## Exercise details
Rescale everything from the line containing "Running a dermatology lesion detector. Mark the patterned" down to the last line, both included, and write every line in that span again. Multiply each bounding-box coordinate by 0.65 and round it to a whole number, rounding halves up.

━━ The records

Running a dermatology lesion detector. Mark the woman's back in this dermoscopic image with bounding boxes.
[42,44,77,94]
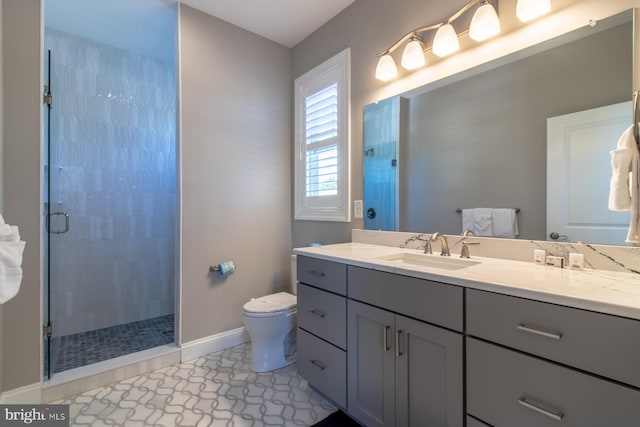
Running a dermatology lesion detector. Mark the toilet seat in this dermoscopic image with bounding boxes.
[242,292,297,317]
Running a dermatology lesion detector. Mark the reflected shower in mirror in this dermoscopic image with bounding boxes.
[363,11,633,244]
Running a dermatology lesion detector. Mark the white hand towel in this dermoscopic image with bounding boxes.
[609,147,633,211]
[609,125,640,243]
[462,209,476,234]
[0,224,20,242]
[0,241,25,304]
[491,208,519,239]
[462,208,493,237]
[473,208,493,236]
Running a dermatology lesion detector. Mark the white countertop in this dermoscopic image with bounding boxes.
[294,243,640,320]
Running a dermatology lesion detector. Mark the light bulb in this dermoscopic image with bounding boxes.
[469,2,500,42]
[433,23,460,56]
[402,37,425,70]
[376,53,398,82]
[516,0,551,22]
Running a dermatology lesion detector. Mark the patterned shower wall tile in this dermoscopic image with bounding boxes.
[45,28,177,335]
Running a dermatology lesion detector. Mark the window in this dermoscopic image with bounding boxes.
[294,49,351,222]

━━━━

## Solution to this problem
Running a dermatology lesion detector. Mark the patterned shower wall tile in this dermoscopic image with bounding boxes.
[29,18,115,218]
Running a dermatology lesion detector. Mark the window in this dermoscopic image with bounding boxes.
[191,32,228,144]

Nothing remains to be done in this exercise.